■ Required work ■
(1) How would you render this sentence from the article on intimate partner violence in Spanish: "The authors report on analysis of data from a representative sample of California adults."
(2) Can you carry the article on intimate partner violence among bisexual women and gay men forward, picking up after its last sentence?

■ Article ■
-- begin --

LOS ANGELESBisexual women and gay men face elevated risks of intimate partner violence according to a new report by Naomi G. Goldberg, MPP and Ilan H. Meyer, PhD, Senior Scholar for Public Policy at the Williams Institute published in the Journal of Interpersonal Violence.
"As Congress considers reauthorization of the Violence Against Women Act and we reflect on Domestic Violence Awareness Month, our report's findings highlight that these issues also impact the LGBT community," said Naomi G. Goldberg.
The authors report on analysis of data from a representative sample of California adults. Key findings include:
Bisexual women had elevated risks of experiencing intimate partner violence compared with heterosexual women, lesbians and women who have sex with women over the course of the lives and in the past year. But, significantly, in 95% of intimate partner violence annual incidents reported by bisexual women, the perpetrator was a male intimate partner, indicating that the violence occurred outside a same-sex relationship.

-- end --

■ Raw records ■

-- begin --

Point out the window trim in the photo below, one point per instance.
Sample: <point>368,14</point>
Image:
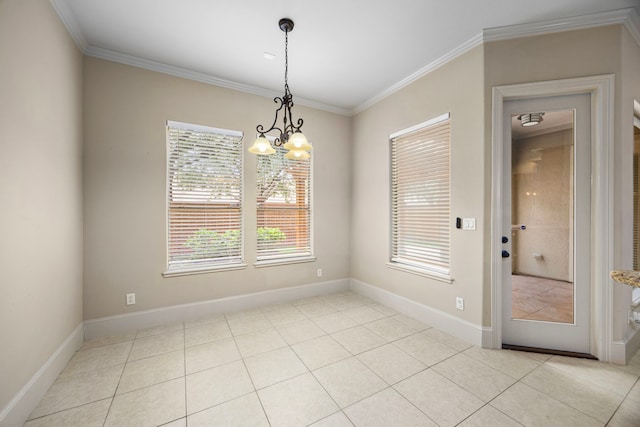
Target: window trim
<point>275,260</point>
<point>207,268</point>
<point>425,270</point>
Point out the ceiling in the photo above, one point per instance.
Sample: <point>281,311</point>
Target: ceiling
<point>342,53</point>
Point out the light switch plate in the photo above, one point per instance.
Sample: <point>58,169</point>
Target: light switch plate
<point>468,223</point>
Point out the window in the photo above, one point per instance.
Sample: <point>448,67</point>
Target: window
<point>284,208</point>
<point>420,199</point>
<point>204,194</point>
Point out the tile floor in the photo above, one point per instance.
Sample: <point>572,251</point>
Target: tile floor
<point>535,298</point>
<point>334,360</point>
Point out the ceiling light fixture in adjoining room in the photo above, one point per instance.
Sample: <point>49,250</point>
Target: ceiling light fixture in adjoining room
<point>530,119</point>
<point>290,134</point>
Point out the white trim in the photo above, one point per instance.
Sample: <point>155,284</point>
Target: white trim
<point>70,22</point>
<point>430,122</point>
<point>173,70</point>
<point>602,90</point>
<point>119,324</point>
<point>613,17</point>
<point>459,328</point>
<point>27,399</point>
<point>444,59</point>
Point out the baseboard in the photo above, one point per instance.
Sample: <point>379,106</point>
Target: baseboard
<point>20,407</point>
<point>459,328</point>
<point>116,325</point>
<point>623,351</point>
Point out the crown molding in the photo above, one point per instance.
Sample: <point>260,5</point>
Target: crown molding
<point>451,55</point>
<point>172,70</point>
<point>70,22</point>
<point>627,17</point>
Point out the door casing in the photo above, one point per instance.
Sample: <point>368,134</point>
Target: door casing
<point>601,89</point>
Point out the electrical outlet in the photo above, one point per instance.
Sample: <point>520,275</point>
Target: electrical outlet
<point>131,299</point>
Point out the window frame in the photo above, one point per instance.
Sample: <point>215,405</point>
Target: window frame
<point>202,267</point>
<point>397,262</point>
<point>274,260</point>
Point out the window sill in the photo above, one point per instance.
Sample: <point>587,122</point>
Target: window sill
<point>203,270</point>
<point>441,277</point>
<point>283,261</point>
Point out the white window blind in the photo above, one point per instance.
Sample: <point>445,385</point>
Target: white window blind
<point>204,192</point>
<point>283,207</point>
<point>420,196</point>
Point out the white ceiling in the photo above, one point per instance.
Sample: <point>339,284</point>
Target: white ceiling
<point>342,53</point>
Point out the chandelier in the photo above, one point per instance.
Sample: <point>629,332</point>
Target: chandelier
<point>290,134</point>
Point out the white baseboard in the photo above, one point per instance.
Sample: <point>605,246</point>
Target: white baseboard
<point>466,331</point>
<point>623,351</point>
<point>116,325</point>
<point>20,407</point>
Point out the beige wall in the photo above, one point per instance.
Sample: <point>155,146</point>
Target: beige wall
<point>40,189</point>
<point>590,52</point>
<point>542,194</point>
<point>125,111</point>
<point>457,88</point>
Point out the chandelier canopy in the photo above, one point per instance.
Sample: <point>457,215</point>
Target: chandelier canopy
<point>290,134</point>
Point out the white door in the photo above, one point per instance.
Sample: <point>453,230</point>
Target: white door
<point>547,224</point>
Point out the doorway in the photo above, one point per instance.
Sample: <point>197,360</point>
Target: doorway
<point>547,223</point>
<point>598,91</point>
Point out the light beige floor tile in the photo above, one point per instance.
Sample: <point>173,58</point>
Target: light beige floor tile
<point>533,408</point>
<point>349,301</point>
<point>211,318</point>
<point>489,416</point>
<point>387,408</point>
<point>217,385</point>
<point>89,415</point>
<point>383,309</point>
<point>152,406</point>
<point>601,374</point>
<point>449,340</point>
<point>579,394</point>
<point>348,381</point>
<point>425,349</point>
<point>300,331</point>
<point>317,309</point>
<point>259,342</point>
<point>274,366</point>
<point>87,361</point>
<point>391,363</point>
<point>627,415</point>
<point>70,391</point>
<point>244,411</point>
<point>512,363</point>
<point>410,321</point>
<point>339,419</point>
<point>481,380</point>
<point>363,314</point>
<point>157,344</point>
<point>299,401</point>
<point>210,355</point>
<point>320,352</point>
<point>443,401</point>
<point>284,314</point>
<point>208,332</point>
<point>114,339</point>
<point>162,329</point>
<point>152,370</point>
<point>390,329</point>
<point>358,339</point>
<point>181,422</point>
<point>334,322</point>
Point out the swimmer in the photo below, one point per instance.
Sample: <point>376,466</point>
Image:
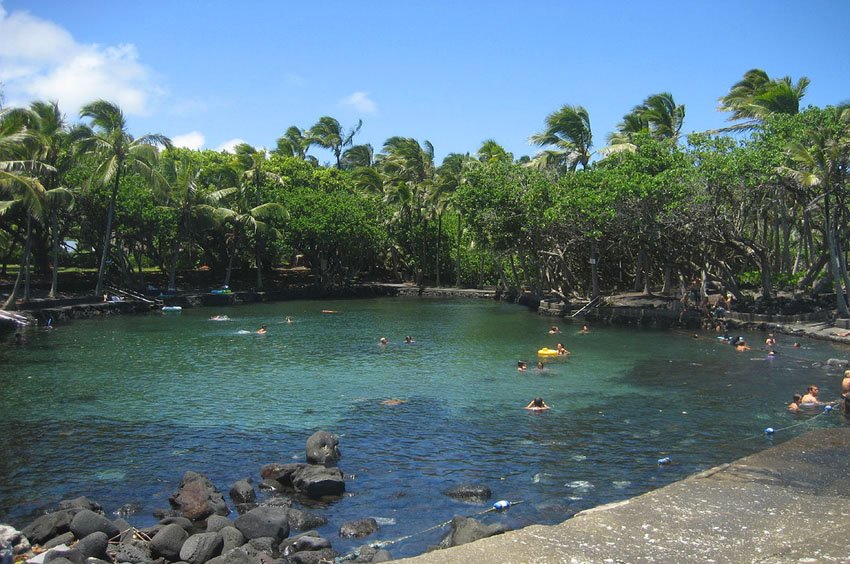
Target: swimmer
<point>537,404</point>
<point>794,406</point>
<point>811,396</point>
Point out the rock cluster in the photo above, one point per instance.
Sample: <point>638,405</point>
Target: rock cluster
<point>197,528</point>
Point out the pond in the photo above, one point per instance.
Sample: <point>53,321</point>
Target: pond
<point>118,409</point>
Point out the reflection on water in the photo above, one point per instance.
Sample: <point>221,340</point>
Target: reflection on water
<point>118,409</point>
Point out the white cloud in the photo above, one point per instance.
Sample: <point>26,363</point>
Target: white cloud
<point>228,146</point>
<point>360,101</point>
<point>40,60</point>
<point>192,140</point>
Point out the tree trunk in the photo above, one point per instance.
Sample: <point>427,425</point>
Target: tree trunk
<point>107,238</point>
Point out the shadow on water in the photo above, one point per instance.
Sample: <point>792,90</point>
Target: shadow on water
<point>121,408</point>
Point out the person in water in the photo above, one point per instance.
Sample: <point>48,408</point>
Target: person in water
<point>537,404</point>
<point>794,406</point>
<point>811,396</point>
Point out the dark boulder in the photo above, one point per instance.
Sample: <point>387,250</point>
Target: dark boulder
<point>81,502</point>
<point>470,492</point>
<point>201,547</point>
<point>243,492</point>
<point>304,520</point>
<point>215,523</point>
<point>280,473</point>
<point>314,556</point>
<point>94,545</point>
<point>323,449</point>
<point>464,530</point>
<point>48,526</point>
<point>264,522</point>
<point>197,498</point>
<point>358,528</point>
<point>87,522</point>
<point>133,551</point>
<point>233,538</point>
<point>168,541</point>
<point>318,481</point>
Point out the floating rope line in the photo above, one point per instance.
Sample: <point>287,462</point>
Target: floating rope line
<point>498,506</point>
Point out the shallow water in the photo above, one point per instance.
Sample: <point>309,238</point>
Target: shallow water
<point>119,409</point>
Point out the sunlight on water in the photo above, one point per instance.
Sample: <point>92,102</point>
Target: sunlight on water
<point>121,407</point>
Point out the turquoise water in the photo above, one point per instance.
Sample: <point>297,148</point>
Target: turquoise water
<point>118,409</point>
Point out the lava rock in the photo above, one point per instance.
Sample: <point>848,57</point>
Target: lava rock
<point>323,449</point>
<point>87,522</point>
<point>264,522</point>
<point>201,547</point>
<point>168,541</point>
<point>197,498</point>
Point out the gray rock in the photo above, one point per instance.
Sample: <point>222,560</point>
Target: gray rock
<point>232,537</point>
<point>168,541</point>
<point>280,473</point>
<point>243,492</point>
<point>71,554</point>
<point>314,556</point>
<point>201,547</point>
<point>81,502</point>
<point>323,449</point>
<point>265,545</point>
<point>94,545</point>
<point>464,530</point>
<point>264,522</point>
<point>215,523</point>
<point>133,551</point>
<point>470,492</point>
<point>182,521</point>
<point>87,522</point>
<point>197,498</point>
<point>358,528</point>
<point>64,538</point>
<point>304,520</point>
<point>48,526</point>
<point>318,481</point>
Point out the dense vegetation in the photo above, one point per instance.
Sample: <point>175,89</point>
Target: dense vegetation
<point>760,204</point>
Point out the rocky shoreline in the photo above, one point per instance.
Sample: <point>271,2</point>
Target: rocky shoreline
<point>197,529</point>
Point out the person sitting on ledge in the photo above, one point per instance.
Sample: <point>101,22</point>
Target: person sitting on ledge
<point>537,404</point>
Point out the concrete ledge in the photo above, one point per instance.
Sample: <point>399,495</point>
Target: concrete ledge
<point>788,503</point>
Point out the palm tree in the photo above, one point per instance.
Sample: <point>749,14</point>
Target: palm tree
<point>116,153</point>
<point>568,130</point>
<point>823,162</point>
<point>328,133</point>
<point>756,97</point>
<point>16,181</point>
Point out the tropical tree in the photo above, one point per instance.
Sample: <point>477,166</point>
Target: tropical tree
<point>568,131</point>
<point>115,152</point>
<point>756,96</point>
<point>329,134</point>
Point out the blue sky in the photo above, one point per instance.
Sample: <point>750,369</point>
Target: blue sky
<point>208,73</point>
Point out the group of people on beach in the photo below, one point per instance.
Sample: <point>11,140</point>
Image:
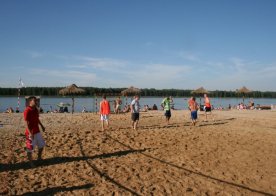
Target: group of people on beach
<point>34,137</point>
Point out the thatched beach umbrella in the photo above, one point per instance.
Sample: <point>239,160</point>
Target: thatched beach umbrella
<point>130,91</point>
<point>71,90</point>
<point>200,91</point>
<point>243,91</point>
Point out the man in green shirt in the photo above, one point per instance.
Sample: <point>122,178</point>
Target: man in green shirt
<point>166,105</point>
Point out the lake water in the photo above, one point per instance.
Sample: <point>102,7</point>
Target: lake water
<point>50,103</point>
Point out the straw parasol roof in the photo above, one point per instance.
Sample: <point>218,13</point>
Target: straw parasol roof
<point>200,90</point>
<point>243,90</point>
<point>131,91</point>
<point>71,90</point>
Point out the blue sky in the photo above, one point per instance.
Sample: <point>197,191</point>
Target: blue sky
<point>218,44</point>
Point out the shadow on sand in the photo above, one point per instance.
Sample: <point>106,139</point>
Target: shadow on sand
<point>196,172</point>
<point>59,160</point>
<point>54,190</point>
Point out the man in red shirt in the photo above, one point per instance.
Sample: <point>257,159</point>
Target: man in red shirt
<point>32,132</point>
<point>104,111</point>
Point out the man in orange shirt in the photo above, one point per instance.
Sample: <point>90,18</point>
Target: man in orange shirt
<point>33,136</point>
<point>104,111</point>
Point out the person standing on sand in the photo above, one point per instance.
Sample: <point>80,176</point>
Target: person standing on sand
<point>193,105</point>
<point>33,136</point>
<point>118,105</point>
<point>104,112</point>
<point>166,105</point>
<point>134,108</point>
<point>208,106</point>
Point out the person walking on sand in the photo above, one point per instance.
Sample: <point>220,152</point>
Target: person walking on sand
<point>33,136</point>
<point>134,108</point>
<point>166,105</point>
<point>104,112</point>
<point>118,105</point>
<point>207,105</point>
<point>193,105</point>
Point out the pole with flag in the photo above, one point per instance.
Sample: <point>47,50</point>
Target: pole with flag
<point>20,85</point>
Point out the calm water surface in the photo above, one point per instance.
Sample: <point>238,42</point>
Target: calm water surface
<point>50,103</point>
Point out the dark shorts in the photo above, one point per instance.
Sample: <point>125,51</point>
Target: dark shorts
<point>134,116</point>
<point>168,113</point>
<point>207,109</point>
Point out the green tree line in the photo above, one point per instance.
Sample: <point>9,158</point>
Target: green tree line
<point>149,92</point>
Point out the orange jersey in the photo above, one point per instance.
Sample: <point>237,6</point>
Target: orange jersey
<point>104,107</point>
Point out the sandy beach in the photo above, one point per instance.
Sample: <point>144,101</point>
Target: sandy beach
<point>233,155</point>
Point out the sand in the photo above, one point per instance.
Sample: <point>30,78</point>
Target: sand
<point>233,155</point>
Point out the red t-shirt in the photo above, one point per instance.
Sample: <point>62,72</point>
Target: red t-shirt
<point>31,115</point>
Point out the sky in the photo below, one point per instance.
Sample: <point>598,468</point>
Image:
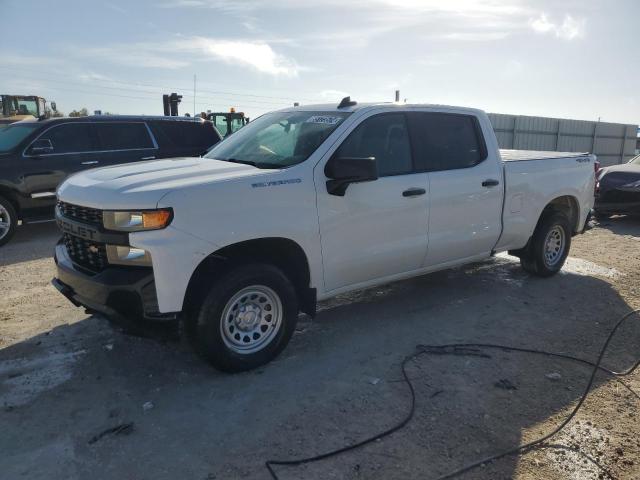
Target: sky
<point>568,59</point>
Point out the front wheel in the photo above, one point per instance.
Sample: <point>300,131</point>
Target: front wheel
<point>8,220</point>
<point>549,246</point>
<point>246,319</point>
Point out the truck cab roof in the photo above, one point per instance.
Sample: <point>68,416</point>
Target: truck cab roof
<point>121,118</point>
<point>357,107</point>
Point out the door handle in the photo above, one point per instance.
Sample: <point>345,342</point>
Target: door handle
<point>412,192</point>
<point>490,183</point>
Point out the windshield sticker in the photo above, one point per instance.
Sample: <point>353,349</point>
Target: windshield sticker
<point>323,119</point>
<point>276,182</point>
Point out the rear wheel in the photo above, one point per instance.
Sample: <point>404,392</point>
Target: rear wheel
<point>246,319</point>
<point>549,246</point>
<point>8,220</point>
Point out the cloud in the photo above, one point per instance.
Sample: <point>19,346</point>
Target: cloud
<point>256,54</point>
<point>333,95</point>
<point>181,52</point>
<point>569,29</point>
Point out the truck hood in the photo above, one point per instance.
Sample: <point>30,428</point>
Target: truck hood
<point>142,184</point>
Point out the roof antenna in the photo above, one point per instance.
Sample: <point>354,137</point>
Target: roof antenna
<point>347,102</point>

-- end --

■ Answers to the tasks ■
(1) Los autores informan sobre el análisis de datos de una muestra representativa de adultos de California.

(2)
Gay men had elevated risk of experiencing intimate partner violence compared with heterosexual and bisexual men, and men who have sex with men but do not identify as gay or bisexual. Almost all (97%) of the annual incidents of intimate partner violence incidents occurring to male victims involved a male intimate partner.
Binge drinking and a history of psychological distress predicted intimate partner violence, but these factors did not explain disparities between bisexual and heterosexual women or between gay and heterosexual men.
The researchers' findings are based on a 2007-2008 sample of the California Health Interview Survey. The authors compared patterns of intimate partner violence among four groups: heterosexual men and women, bisexual men and women, gay men and lesbians, and men and women who have had sex with members of the same gender but are not identified as gay, lesbian, or bisexual. Intimate partner violence refers to physical and verbal abuse, or threats of physical abuse, by a current or former wife, husband, boyfriend, girlfriend or someone else an individual has lived with or dated.
Some previous studies have shown that intimate partner violence rates are similar for same-sex and different-sex relationships, but analysis in this study used a probability sampling technique that can provide a more accurate representation of the population. Unlike previous studies, this study categorized individuals by sexual identity as well as sexual behavior and was able to identify the sex of the perpetrator.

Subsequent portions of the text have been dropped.